### What you should do
Write each entry down again precisely, skipping nothing.

Excerpts from a dataset:
━━━

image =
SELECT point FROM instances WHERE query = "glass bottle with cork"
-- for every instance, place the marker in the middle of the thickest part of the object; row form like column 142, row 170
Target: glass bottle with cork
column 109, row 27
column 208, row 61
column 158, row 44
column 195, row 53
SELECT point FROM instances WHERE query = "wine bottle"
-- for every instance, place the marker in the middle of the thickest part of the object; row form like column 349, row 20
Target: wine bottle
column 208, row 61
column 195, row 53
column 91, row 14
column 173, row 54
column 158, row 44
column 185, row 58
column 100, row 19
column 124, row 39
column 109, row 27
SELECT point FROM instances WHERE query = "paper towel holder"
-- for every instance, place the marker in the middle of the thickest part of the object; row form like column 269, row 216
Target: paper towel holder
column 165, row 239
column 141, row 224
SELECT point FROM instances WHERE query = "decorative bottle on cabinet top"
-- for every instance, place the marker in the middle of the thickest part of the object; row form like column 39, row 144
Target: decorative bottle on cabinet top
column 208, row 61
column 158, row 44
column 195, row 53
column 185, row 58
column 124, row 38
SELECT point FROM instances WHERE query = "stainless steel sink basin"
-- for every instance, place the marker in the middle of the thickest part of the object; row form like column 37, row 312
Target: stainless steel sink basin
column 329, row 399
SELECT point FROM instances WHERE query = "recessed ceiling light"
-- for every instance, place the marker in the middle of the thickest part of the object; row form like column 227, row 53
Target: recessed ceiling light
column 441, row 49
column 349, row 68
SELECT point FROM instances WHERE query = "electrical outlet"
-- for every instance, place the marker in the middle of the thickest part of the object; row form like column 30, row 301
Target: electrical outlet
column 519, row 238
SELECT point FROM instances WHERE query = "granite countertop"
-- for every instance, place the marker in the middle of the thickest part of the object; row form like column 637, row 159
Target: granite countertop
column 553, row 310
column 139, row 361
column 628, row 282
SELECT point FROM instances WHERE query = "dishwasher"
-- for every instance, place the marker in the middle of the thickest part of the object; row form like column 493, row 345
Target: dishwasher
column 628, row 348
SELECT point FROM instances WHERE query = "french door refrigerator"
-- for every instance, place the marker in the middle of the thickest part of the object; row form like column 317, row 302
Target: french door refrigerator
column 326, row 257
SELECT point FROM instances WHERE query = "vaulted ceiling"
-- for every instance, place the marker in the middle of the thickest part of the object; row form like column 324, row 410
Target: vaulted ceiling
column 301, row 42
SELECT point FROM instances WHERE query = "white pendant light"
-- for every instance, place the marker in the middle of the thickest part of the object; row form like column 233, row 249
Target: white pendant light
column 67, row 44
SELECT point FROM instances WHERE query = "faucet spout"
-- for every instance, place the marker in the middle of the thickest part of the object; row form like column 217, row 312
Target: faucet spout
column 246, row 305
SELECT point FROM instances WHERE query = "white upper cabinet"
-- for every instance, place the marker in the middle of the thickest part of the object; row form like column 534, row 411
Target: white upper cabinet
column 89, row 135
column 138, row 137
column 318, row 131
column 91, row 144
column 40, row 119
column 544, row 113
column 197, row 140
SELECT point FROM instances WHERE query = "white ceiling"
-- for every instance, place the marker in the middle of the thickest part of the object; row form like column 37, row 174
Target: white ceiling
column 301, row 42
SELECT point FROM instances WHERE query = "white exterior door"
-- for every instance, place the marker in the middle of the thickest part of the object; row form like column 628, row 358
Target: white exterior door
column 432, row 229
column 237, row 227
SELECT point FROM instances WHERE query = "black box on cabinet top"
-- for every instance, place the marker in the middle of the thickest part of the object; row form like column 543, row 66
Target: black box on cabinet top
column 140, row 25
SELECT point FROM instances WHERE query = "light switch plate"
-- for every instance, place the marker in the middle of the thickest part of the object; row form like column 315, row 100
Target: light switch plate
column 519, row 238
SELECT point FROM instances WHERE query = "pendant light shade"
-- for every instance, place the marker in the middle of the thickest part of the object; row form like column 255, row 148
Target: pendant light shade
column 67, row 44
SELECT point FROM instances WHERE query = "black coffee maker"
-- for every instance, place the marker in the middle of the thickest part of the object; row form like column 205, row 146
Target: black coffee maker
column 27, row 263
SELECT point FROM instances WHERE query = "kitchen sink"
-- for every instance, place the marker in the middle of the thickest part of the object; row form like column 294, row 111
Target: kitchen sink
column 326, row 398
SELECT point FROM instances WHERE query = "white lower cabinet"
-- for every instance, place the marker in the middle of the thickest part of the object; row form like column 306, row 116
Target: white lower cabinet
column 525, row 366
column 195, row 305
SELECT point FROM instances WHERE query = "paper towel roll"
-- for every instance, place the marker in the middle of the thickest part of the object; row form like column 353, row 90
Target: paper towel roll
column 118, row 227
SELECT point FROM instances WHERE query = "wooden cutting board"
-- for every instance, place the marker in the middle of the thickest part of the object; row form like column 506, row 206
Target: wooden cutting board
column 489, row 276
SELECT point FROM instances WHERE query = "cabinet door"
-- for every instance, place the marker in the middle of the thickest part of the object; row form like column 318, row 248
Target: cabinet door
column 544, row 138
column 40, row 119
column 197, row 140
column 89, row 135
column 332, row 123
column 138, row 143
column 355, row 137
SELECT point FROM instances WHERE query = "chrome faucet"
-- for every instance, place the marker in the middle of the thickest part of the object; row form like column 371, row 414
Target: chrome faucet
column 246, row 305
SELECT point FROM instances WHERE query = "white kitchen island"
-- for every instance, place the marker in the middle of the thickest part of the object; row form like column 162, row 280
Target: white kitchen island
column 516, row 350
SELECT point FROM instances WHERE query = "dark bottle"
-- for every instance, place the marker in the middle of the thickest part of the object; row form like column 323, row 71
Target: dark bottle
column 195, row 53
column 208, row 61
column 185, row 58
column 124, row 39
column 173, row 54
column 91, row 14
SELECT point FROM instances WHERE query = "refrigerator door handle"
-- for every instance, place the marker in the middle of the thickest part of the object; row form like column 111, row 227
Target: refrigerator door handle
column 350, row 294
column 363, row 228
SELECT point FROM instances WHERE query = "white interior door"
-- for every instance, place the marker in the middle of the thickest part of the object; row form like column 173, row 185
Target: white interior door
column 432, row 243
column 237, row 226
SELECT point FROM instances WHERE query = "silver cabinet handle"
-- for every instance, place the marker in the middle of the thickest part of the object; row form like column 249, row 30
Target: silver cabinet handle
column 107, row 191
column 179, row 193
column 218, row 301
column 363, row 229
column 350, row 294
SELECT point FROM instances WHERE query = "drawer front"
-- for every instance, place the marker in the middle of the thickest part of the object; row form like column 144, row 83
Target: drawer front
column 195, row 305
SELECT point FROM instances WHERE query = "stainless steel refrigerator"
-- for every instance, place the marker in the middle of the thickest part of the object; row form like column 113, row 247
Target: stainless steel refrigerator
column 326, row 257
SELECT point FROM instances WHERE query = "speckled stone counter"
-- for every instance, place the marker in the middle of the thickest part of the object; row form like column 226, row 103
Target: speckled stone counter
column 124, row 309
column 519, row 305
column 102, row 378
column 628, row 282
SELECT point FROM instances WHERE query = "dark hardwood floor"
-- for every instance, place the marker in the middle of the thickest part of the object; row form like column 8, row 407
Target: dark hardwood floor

━━━

### Exercise response
image =
SELECT point FROM instances WHERE query = "glass bottle with cork"
-- for every instance, place the marker in the middle of the thickest part of the object; row form like column 142, row 170
Target: glass bottle with cork
column 109, row 27
column 208, row 61
column 158, row 44
column 195, row 53
SELECT point FROM instances WHERE query = "wine bottle"
-- for every instance, place the marker in the middle of the thickest part of the object; row form like column 349, row 20
Target: wine bottle
column 208, row 61
column 195, row 53
column 91, row 14
column 173, row 54
column 158, row 44
column 185, row 58
column 100, row 19
column 124, row 39
column 109, row 27
SELECT point FROM instances WHERE query = "paper towel holder"
-- for every instance, place the marker in the middle of the thickest part of the object; row form like column 269, row 216
Target: paper towel holder
column 165, row 239
column 141, row 224
SELECT point FROM instances WHERE query = "decorative bottle on cabinet top"
-- for every instance, place the marker in the middle of the thickest part of the object; row form like column 39, row 144
Target: decorative bottle on cabinet top
column 208, row 61
column 158, row 44
column 195, row 53
column 185, row 58
column 124, row 38
SELECT point FROM instances WHERE query = "stainless steel sink basin"
-- for every instance, place the marker in the middle of the thickest part of the object; row form like column 37, row 312
Target: stainless steel sink basin
column 329, row 399
SELECT point FROM instances WHERE query = "recessed ceiling light"
-- for every instance, place the marker in the middle of the thickest part of the object; row form like column 227, row 53
Target: recessed ceiling light
column 441, row 49
column 349, row 68
SELECT point FROM instances WHERE query = "electrical outlet"
-- for every instance, place the marker in the middle of the thickest part of the object; row form like column 30, row 301
Target: electrical outlet
column 519, row 238
SELECT point FROM instances WHERE query = "granite countertop"
-- for every instance, place the marker in the middle of the thickest part of the object; row form like column 637, row 159
Target: granite countertop
column 553, row 310
column 139, row 361
column 628, row 282
SELECT point FROM instances WHERE query = "dishwasher"
-- for every instance, place the marker in the middle of the thickest part of the object; row form like column 493, row 345
Target: dishwasher
column 628, row 348
SELECT point FROM instances WHERE query = "french door refrigerator"
-- for every instance, place the marker in the middle of the thickest part of the object; row form like column 317, row 302
Target: french door refrigerator
column 326, row 257
SELECT point FROM instances WHERE query = "vaulted ceiling"
-- for every instance, place the marker in the middle of the thickest part of the object; row form like column 324, row 410
Target: vaulted ceiling
column 301, row 42
SELECT point FROM instances WHERE query = "white pendant light"
-- for every instance, place the marker in the middle of the thickest part of the object; row form like column 233, row 249
Target: white pendant light
column 67, row 44
SELECT point FROM instances WHERE query = "faucet spout"
-- for every instance, place the marker in the middle of the thickest part of the object; row form like column 217, row 312
Target: faucet spout
column 246, row 305
SELECT point FROM instances WHERE query = "white upper cabinet"
-- for every instance, place the marker in the middle of the thickest part of the object; row form like column 534, row 411
Target: white upper cabinet
column 89, row 135
column 138, row 137
column 318, row 131
column 91, row 144
column 40, row 119
column 544, row 113
column 197, row 140
SELECT point FROM instances WHERE query = "white ceiling"
-- for every instance, place the marker in the middle of the thickest part of the object; row form like column 37, row 174
Target: white ceiling
column 301, row 42
SELECT point FROM instances WHERE query = "white exterior door"
-- for every instance, place the marker in the middle of the thickest part of the object; row form like column 628, row 358
Target: white exterior door
column 432, row 229
column 237, row 227
SELECT point FROM instances WHERE query = "black box on cabinet top"
-- for every instance, place the marker in the middle of the thickest part of the object; row form like column 543, row 66
Target: black box on cabinet top
column 140, row 25
SELECT point FROM instances WHERE query = "light switch plate"
-- for every instance, place the marker in the middle of the thickest part of the object; row form like column 315, row 100
Target: light switch plate
column 519, row 238
SELECT point FROM instances WHERE query = "pendant light shade"
-- for every instance, place the marker in the middle of the thickest part of the object; row form like column 255, row 148
Target: pendant light shade
column 67, row 44
SELECT point FROM instances WHERE query = "black coffee maker"
-- for every instance, place the marker in the middle of the thickest part of the object; row form like column 205, row 146
Target: black coffee maker
column 27, row 263
SELECT point FROM instances WHERE query = "kitchen sink"
-- for every instance, place the marker in the middle of the thickest part of the object; row form like column 294, row 111
Target: kitchen sink
column 326, row 398
SELECT point FROM instances WHERE query = "white lower cabinet"
-- for every instance, place the marker in the middle of the thickest part of the object; row form like column 306, row 116
Target: white lower cabinet
column 525, row 366
column 195, row 305
SELECT point FROM instances WHERE query = "paper towel roll"
-- for every instance, place the marker in the middle of the thickest part of the object; row form like column 353, row 90
Target: paper towel roll
column 118, row 227
SELECT point FROM instances WHERE query = "wooden cutting board"
-- for every instance, place the marker in the middle of the thickest part of the object; row form like column 506, row 206
Target: wooden cutting board
column 489, row 276
SELECT point FROM instances WHERE query = "cabinet door"
-- for every instance, place the marker in the middle of the thickest part of the object; row form like column 318, row 248
Target: cabinet door
column 544, row 138
column 40, row 119
column 197, row 140
column 89, row 135
column 332, row 123
column 138, row 143
column 355, row 137
SELECT point FROM instances WHERE query = "chrome faucet"
-- for every instance, place the marker in the middle of the thickest part of the object; row form like column 371, row 414
Target: chrome faucet
column 246, row 305
SELECT point FROM instances WHERE query = "white kitchen island"
-- for every instance, place the marker in the middle of the thickest part of the object; row form like column 162, row 280
Target: white kitchen island
column 516, row 350
SELECT point FROM instances WHERE query = "dark bottle"
-- for every instance, place the marker in the middle of the thickest part of the object; row form like column 323, row 71
Target: dark bottle
column 195, row 53
column 208, row 61
column 185, row 58
column 124, row 39
column 173, row 54
column 91, row 14
SELECT point FROM instances WHERE query = "refrigerator door handle"
-- for every instance, place the marker in the middle of the thickest part of the object; row form like column 111, row 227
Target: refrigerator door handle
column 350, row 294
column 363, row 228
SELECT point FROM instances WHERE query = "white interior door"
-- for every instance, place the marker in the middle of the thickest part of the object; row form like column 173, row 185
Target: white interior door
column 432, row 243
column 237, row 226
SELECT point FROM instances WHERE query = "silver cabinet handle"
-- for every instance, place the marker in the middle of the thickest part of the object; row form like column 249, row 30
Target: silver cabinet handle
column 107, row 191
column 179, row 193
column 218, row 301
column 363, row 229
column 350, row 294
SELECT point FROM instances WHERE query = "drawer front"
-- for every instance, place the marker in the middle of the thickest part of the object; row form like column 144, row 83
Target: drawer front
column 195, row 305
SELECT point FROM instances WHERE query = "stainless steel refrigerator"
-- for every instance, place the marker in the middle of the thickest part of the object; row form like column 113, row 247
Target: stainless steel refrigerator
column 326, row 257
SELECT point FROM instances WHERE query = "speckled stone counter"
-- for every instance, place the marker in the middle of the thickest part of the object; row form like column 226, row 103
Target: speckled stone counter
column 124, row 309
column 519, row 305
column 102, row 378
column 628, row 282
SELECT point FROM instances WHERE query = "dark hardwood floor"
-- for every instance, place the marker in the middle of the thickest part of the object; row form like column 8, row 407
Target: dark hardwood floor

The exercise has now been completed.